▶ [The task]:
Copy out the rows from the line that has "Practice step: find every instance of the black winter" through the end of the rows, putting "coat" in place of "jacket" and leaving everything else the same.

Dataset rows on where objects show up:
---

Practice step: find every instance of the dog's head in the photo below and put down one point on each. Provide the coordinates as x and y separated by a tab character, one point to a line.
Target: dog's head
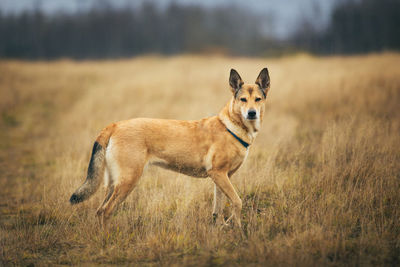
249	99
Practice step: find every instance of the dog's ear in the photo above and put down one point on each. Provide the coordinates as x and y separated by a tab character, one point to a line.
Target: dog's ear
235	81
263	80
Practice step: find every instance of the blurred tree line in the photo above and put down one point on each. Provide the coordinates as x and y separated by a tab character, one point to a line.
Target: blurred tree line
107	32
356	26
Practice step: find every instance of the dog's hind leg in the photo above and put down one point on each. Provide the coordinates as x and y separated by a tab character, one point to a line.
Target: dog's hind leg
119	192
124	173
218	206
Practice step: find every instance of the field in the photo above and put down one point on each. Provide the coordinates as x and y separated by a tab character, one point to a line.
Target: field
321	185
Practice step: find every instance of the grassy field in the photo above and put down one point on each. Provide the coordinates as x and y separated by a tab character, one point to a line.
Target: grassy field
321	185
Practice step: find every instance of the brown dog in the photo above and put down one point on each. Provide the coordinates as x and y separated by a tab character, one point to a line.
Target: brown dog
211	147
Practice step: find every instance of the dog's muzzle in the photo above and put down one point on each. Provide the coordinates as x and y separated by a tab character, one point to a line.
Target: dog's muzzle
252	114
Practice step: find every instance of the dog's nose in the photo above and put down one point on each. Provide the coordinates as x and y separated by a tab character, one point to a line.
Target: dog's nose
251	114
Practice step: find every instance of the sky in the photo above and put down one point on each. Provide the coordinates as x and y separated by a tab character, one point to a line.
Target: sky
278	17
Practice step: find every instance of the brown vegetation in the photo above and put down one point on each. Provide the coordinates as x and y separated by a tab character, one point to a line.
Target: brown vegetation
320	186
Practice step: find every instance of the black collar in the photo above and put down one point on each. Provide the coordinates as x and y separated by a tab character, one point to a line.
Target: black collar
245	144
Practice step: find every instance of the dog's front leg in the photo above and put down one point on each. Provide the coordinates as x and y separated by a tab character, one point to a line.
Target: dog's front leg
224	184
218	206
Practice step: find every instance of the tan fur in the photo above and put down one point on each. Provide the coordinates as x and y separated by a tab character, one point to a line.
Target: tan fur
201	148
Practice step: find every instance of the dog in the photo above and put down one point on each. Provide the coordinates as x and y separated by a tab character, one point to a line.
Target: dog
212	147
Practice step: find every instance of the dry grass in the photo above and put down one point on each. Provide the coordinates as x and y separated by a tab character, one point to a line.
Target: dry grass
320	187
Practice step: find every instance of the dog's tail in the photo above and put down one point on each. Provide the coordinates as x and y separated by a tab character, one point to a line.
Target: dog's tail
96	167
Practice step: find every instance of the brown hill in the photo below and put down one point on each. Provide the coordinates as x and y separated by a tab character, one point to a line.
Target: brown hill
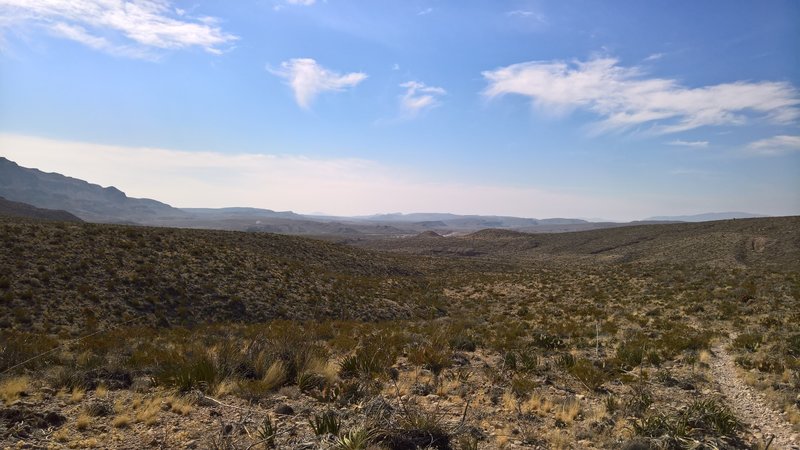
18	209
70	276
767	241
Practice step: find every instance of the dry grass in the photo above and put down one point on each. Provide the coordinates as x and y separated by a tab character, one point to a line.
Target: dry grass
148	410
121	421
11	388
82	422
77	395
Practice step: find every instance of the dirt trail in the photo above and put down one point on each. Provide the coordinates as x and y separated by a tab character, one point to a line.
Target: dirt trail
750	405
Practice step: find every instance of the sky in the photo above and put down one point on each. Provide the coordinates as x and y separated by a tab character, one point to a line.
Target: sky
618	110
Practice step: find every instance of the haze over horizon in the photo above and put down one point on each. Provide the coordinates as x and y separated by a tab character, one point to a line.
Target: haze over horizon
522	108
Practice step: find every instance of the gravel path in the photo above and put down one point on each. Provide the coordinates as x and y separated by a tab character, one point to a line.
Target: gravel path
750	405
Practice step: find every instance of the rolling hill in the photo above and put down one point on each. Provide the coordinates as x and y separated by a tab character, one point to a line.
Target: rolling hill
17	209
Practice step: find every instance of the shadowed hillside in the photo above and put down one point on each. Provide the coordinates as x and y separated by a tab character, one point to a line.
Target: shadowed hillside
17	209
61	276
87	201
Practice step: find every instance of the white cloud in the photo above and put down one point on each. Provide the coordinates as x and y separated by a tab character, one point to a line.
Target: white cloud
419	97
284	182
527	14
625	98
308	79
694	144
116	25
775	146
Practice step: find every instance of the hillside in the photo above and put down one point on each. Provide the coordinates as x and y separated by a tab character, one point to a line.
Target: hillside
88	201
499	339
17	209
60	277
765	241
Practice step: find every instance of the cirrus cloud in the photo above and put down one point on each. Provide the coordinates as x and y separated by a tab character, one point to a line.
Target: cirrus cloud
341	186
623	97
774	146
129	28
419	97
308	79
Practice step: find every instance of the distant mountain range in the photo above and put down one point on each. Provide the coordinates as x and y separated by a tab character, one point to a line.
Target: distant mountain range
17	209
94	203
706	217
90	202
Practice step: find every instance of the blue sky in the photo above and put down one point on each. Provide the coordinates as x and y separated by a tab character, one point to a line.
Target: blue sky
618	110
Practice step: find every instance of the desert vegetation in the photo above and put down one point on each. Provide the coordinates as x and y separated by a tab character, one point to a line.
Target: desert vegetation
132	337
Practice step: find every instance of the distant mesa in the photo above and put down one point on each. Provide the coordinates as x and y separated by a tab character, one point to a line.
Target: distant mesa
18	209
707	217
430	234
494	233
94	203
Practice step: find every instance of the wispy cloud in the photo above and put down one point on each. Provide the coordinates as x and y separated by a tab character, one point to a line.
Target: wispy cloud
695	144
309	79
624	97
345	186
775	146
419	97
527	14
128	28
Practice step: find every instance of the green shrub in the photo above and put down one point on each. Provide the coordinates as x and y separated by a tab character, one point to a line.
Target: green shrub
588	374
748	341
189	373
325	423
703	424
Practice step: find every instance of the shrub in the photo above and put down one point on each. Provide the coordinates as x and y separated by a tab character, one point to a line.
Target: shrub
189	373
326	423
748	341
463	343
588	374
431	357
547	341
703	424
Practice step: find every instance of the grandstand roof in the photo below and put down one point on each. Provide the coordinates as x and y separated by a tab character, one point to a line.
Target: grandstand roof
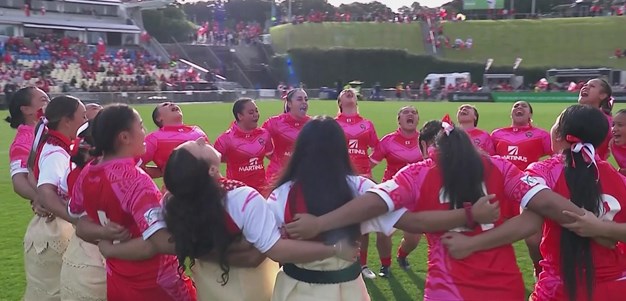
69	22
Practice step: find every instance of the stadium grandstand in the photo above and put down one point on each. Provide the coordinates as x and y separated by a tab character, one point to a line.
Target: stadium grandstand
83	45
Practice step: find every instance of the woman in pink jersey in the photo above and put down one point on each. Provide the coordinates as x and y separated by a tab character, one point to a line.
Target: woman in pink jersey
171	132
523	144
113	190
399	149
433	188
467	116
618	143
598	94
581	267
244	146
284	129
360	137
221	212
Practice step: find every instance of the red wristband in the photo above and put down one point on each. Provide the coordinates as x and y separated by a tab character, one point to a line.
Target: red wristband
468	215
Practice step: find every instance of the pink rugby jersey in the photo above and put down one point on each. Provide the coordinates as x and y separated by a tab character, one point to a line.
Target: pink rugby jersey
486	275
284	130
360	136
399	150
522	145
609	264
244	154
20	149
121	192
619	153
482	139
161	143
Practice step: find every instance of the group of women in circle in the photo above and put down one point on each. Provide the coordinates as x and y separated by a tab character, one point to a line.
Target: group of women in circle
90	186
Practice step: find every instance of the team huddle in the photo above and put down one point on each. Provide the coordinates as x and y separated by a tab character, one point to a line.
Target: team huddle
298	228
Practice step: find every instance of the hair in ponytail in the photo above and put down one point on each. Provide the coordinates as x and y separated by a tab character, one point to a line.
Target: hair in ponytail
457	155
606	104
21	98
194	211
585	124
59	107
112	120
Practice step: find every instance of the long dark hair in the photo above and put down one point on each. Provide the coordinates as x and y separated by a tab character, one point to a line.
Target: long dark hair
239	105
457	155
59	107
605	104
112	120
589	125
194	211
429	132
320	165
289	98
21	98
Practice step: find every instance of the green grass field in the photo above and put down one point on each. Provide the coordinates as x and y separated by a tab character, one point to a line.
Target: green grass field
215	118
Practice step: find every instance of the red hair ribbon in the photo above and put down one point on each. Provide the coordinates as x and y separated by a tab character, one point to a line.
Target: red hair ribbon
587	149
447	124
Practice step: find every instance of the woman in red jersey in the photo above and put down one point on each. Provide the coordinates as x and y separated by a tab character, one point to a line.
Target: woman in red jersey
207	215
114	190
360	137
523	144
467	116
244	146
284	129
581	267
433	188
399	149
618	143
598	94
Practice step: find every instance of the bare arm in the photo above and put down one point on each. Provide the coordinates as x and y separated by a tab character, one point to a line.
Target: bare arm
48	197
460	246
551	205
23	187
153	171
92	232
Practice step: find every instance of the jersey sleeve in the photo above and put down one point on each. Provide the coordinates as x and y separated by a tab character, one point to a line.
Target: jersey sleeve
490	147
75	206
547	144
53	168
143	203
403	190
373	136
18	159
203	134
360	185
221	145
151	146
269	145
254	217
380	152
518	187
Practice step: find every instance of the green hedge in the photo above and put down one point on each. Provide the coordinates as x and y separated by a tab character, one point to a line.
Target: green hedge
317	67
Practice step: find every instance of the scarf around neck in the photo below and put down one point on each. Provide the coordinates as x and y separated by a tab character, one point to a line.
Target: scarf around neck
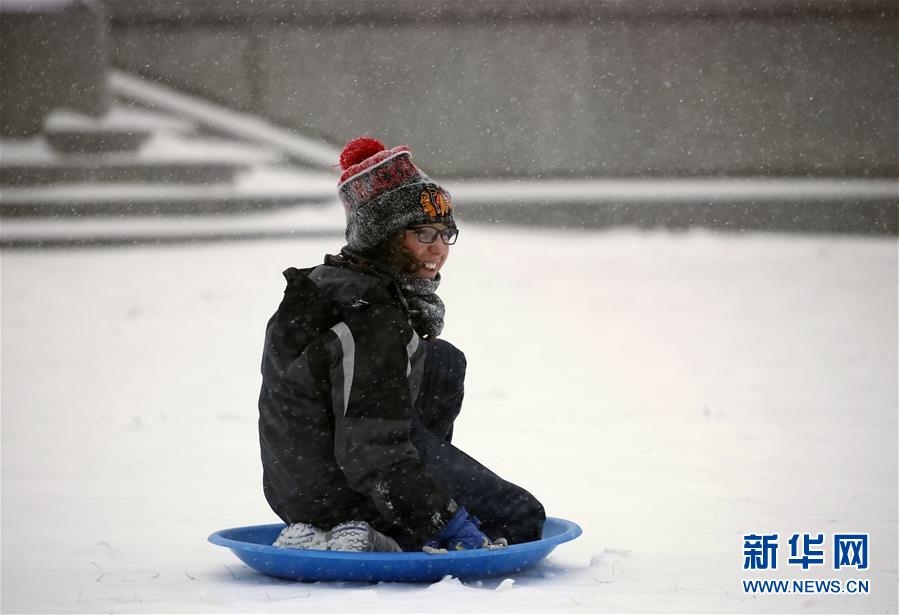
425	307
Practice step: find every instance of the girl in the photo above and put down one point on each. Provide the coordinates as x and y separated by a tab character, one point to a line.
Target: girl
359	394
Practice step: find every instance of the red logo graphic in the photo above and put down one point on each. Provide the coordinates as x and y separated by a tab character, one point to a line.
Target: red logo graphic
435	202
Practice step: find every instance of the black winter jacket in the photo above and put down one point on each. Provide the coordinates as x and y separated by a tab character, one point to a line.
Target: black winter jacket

---

▶ [Full output]:
Practice step: find every instance of the black winter coat in the photo above and put down one point on each. Provide the coordinates as x and y separated by a tab character, one point to a line.
Target: black winter coat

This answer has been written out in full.